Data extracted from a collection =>
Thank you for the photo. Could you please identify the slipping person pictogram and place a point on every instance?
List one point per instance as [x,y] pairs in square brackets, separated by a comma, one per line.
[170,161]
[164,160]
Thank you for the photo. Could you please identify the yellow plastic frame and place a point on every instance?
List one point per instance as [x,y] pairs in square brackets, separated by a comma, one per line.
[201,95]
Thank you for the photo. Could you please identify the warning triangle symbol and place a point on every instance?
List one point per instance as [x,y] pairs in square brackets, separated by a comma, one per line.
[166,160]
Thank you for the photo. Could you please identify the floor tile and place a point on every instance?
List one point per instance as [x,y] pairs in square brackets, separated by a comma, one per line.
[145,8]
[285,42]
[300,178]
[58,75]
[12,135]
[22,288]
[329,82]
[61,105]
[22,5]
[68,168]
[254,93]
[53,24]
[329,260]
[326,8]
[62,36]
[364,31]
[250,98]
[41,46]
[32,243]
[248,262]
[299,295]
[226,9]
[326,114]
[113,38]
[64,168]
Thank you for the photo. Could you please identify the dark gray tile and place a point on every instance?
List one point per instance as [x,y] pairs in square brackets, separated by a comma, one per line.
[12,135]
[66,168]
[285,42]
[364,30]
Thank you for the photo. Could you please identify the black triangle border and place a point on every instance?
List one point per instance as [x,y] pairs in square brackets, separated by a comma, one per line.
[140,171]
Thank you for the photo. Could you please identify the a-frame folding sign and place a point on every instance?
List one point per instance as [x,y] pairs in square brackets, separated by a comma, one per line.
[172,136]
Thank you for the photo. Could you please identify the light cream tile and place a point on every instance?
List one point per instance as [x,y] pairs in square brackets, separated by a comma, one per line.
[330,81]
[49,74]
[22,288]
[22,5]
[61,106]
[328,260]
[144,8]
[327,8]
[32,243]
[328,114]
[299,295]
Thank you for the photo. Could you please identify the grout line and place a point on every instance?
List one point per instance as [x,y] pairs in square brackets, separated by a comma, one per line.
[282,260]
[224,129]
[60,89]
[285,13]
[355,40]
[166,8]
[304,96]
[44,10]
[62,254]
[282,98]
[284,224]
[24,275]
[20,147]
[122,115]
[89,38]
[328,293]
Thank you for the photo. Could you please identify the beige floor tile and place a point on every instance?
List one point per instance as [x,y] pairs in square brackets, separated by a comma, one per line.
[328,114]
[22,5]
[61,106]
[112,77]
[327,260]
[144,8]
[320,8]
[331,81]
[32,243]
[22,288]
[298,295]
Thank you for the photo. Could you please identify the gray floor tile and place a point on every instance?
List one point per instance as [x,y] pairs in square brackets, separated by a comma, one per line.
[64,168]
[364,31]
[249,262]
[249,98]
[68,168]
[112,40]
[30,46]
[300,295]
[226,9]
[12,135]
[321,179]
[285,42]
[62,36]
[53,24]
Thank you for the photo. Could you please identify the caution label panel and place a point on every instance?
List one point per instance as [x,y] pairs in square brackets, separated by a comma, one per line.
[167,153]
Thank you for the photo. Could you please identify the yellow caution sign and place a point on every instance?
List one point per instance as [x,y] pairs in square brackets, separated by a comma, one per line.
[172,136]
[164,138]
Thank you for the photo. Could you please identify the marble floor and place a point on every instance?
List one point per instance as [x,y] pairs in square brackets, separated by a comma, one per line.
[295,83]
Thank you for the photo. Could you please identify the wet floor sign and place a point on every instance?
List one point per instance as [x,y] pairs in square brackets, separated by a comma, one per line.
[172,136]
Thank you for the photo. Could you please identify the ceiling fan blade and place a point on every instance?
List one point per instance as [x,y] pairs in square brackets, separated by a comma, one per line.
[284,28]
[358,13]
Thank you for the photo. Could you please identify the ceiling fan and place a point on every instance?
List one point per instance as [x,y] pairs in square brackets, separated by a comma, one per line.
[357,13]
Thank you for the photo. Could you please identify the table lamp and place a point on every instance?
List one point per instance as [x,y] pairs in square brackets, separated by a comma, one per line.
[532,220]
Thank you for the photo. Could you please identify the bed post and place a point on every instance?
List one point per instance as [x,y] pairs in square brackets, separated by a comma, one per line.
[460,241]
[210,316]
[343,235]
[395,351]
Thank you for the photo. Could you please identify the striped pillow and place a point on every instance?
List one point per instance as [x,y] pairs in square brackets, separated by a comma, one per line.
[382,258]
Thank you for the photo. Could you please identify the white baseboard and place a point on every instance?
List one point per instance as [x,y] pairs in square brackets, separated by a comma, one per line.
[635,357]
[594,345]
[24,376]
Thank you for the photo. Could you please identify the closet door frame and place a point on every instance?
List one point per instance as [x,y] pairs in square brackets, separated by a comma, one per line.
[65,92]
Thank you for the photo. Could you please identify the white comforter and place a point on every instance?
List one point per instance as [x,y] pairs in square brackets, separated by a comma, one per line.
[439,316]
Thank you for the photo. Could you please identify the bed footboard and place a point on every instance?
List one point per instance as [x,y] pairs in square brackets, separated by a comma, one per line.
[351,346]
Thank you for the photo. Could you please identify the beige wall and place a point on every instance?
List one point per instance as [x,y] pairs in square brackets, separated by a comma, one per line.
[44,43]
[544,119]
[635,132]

Task goal => All lines from the one containing "baseboard and place a point on every instance?" through the final line of the listing above are to be reproduced exactly; include both and add nothing.

Result of this task =>
Thank you for the photo. Could you please identify the white baseboard and place a point on every instance?
List one point per instance as [x,y] pairs in square brackets, separated by a comma, one per line.
[635,357]
[594,345]
[24,376]
Thank you for the photo. Could you please identify the closet door frame and place a point on every instance?
List one point per instance as [x,y] pairs in square brackets, separated by a comma, one per line.
[65,92]
Thank you for the photo. Could you please identify the white comforter and place a point on every instance?
List one point per instance as [x,y] pairs in square brackets, separated by a comma, one per line.
[439,316]
Thank you for the photo. Could you please identify the bed footboard and place a point on every instance?
List one point per instance as [x,y] pairs in square brackets, separated by a comma, one per line.
[351,346]
Thank you for the photo. Could you please identify the beige wall and place a point on every instance?
List one point per instance as [x,y] pairs in square brackets, separated by a comma, one per line.
[44,43]
[544,119]
[635,132]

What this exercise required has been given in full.